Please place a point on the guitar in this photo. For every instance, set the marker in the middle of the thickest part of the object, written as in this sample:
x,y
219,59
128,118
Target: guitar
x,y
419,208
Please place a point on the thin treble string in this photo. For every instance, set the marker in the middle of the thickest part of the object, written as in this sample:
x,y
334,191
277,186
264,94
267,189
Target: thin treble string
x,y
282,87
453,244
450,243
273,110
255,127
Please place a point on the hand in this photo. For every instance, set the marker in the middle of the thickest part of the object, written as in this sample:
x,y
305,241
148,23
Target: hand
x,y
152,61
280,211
--------------------------------
▸ EXERCISE OBJECTIVE
Quote verbatim every line from the one containing "Please place a point on the hand" through the last line above, including both of those lines.

▸ WORKED SOLUTION
Please place a point on the hand in this photo. For every instance, set the marker in the middle of the thickest part of the object, written as in this sample:
x,y
305,241
148,23
Target: hand
x,y
152,61
280,211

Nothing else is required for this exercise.